SUPPLIED DATA START

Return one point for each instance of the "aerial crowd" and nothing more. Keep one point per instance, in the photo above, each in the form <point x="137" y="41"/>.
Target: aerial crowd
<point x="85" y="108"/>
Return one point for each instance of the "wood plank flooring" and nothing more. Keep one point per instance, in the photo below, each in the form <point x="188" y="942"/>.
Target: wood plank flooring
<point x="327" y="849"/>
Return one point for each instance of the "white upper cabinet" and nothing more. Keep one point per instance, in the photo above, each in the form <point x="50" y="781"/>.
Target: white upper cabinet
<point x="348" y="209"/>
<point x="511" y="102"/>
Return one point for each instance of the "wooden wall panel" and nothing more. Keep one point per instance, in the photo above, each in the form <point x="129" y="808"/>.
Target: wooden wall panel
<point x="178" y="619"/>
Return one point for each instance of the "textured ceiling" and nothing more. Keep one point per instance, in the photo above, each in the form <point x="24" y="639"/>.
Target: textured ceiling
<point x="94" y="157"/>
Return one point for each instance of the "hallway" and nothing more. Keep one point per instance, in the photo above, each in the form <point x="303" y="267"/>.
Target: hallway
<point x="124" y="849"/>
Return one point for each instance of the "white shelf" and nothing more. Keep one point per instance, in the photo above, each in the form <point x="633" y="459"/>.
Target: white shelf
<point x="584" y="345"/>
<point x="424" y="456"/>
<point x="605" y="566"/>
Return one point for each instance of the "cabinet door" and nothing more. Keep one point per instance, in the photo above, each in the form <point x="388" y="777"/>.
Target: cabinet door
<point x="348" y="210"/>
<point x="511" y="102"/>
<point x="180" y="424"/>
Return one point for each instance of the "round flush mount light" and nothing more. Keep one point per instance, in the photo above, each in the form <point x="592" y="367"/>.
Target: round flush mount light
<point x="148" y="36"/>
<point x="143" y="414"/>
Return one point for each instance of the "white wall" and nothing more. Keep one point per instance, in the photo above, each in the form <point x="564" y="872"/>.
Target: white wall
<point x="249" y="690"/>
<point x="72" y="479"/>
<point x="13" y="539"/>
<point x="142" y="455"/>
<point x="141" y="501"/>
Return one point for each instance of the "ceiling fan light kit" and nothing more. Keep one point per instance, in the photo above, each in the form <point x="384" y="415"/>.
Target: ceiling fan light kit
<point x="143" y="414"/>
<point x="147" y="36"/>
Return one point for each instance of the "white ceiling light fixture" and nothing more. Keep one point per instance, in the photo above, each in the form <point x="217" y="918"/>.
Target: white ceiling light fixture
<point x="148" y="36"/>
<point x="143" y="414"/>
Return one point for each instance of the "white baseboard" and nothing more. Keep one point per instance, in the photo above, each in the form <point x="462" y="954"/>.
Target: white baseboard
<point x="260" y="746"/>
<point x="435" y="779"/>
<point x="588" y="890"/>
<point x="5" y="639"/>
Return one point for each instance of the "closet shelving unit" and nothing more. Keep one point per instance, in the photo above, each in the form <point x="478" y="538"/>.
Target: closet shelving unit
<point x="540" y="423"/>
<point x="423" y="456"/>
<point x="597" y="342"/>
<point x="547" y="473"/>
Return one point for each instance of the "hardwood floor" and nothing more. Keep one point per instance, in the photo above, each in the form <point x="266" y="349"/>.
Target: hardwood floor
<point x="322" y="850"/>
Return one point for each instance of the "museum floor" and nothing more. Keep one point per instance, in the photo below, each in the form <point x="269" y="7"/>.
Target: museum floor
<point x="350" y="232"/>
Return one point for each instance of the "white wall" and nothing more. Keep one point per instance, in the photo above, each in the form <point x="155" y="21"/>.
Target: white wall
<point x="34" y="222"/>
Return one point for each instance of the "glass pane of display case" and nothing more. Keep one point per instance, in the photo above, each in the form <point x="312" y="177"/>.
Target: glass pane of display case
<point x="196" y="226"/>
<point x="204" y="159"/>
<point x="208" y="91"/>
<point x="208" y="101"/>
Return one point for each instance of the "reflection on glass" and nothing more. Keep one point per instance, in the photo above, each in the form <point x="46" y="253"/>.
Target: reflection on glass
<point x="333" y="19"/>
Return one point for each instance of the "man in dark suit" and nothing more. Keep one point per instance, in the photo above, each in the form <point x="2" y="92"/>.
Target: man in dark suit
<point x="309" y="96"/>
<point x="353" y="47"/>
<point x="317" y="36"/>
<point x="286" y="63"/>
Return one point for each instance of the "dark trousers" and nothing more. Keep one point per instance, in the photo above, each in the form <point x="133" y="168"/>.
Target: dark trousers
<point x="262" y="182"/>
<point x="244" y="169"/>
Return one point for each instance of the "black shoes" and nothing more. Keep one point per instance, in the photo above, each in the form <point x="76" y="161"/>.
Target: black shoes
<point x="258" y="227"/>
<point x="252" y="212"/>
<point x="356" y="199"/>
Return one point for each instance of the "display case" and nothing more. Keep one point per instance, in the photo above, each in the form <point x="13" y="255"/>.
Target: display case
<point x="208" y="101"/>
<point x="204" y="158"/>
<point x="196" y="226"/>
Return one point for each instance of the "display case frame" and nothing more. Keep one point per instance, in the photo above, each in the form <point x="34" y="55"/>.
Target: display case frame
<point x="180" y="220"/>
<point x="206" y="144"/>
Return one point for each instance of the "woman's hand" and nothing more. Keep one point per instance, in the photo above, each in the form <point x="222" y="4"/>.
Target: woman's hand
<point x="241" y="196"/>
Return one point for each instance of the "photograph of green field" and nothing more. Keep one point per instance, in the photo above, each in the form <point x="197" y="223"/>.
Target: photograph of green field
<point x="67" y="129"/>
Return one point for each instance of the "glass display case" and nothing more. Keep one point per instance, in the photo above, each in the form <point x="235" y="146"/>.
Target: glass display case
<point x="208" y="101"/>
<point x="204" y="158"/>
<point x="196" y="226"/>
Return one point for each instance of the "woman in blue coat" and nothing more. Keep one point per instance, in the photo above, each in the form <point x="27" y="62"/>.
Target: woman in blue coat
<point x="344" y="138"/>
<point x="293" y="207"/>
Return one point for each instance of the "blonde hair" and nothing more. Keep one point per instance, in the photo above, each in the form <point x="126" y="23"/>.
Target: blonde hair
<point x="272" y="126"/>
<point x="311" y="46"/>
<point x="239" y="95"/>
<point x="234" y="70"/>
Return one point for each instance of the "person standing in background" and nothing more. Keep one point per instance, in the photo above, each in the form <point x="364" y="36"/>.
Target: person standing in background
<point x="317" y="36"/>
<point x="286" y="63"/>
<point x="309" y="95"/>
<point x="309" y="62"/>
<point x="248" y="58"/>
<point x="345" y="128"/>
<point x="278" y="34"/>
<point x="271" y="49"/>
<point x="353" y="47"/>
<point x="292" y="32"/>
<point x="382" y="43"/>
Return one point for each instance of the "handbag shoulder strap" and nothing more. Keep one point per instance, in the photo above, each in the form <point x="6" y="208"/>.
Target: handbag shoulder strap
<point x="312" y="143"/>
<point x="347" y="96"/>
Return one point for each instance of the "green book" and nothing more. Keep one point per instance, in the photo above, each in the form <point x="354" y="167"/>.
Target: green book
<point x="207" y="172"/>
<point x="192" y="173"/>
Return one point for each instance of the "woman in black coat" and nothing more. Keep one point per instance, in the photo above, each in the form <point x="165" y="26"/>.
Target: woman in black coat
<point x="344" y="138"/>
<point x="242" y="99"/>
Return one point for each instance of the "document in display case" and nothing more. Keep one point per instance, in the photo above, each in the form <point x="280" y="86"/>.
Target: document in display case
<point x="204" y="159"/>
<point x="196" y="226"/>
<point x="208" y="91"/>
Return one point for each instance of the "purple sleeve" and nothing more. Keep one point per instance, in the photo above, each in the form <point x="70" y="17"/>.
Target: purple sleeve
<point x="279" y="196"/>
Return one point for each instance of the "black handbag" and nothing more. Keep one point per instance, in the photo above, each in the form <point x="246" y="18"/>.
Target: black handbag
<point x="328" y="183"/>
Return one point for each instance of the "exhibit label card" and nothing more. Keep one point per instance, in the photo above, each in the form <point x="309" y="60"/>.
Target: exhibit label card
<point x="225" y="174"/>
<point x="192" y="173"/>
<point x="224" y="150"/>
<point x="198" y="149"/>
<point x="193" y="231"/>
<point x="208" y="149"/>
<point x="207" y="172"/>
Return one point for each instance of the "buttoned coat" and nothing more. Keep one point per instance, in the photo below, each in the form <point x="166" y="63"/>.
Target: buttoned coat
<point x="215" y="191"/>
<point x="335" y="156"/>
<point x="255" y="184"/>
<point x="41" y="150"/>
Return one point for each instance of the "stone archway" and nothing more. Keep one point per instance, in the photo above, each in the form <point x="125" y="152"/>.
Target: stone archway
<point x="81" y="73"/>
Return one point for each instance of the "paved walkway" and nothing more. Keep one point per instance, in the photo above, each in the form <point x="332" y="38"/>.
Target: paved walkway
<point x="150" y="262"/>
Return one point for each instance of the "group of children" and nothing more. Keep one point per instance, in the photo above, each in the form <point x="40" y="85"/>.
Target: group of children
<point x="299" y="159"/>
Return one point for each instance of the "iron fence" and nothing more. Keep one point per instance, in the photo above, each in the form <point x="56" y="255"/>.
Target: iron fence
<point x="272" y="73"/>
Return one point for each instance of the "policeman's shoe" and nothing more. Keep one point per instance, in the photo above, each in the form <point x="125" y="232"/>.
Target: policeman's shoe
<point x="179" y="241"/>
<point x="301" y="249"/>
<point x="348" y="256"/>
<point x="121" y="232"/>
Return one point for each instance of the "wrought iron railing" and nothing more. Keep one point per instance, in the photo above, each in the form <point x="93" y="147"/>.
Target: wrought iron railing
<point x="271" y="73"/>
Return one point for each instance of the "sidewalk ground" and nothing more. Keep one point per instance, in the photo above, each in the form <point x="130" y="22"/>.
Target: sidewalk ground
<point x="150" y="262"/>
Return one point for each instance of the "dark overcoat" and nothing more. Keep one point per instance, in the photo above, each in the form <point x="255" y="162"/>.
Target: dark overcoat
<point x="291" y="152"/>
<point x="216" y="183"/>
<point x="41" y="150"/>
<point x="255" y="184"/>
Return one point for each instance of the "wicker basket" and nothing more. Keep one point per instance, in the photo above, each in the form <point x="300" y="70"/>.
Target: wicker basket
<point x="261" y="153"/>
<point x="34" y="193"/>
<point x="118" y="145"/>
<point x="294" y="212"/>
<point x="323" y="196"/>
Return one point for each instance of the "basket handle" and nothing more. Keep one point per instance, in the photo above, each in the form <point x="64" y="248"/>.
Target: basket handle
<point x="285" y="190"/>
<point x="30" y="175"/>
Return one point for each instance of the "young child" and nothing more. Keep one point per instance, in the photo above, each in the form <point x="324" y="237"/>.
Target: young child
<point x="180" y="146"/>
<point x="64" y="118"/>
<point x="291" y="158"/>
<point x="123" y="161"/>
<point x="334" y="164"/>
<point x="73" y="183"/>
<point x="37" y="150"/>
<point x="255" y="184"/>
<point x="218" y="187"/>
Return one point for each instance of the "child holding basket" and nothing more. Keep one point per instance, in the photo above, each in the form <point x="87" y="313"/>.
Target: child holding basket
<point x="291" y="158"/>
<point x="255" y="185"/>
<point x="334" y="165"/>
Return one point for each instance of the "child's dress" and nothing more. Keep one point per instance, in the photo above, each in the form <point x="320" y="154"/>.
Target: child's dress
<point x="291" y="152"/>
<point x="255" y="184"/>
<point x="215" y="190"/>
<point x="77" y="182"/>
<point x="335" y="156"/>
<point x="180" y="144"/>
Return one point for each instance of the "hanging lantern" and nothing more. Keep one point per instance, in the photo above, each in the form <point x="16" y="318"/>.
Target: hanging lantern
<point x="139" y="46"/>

SUPPLIED DATA END

[PROBLEM DETAILS] Collect the lines of the records that include the string "below".

[YOUR SOLUTION]
Return one point for each instance of the "wood plank flooring" and nothing more. Keep one point per instance, in the photo below, each in the form <point x="188" y="942"/>.
Return one point for each instance of the "museum floor" and nothing more. Keep one point per instance, in the photo below, each in the form <point x="269" y="7"/>.
Return one point for each instance of the "buttoned coat" and nothing more. Keep one point per instance, in the photo below, each in the form <point x="166" y="63"/>.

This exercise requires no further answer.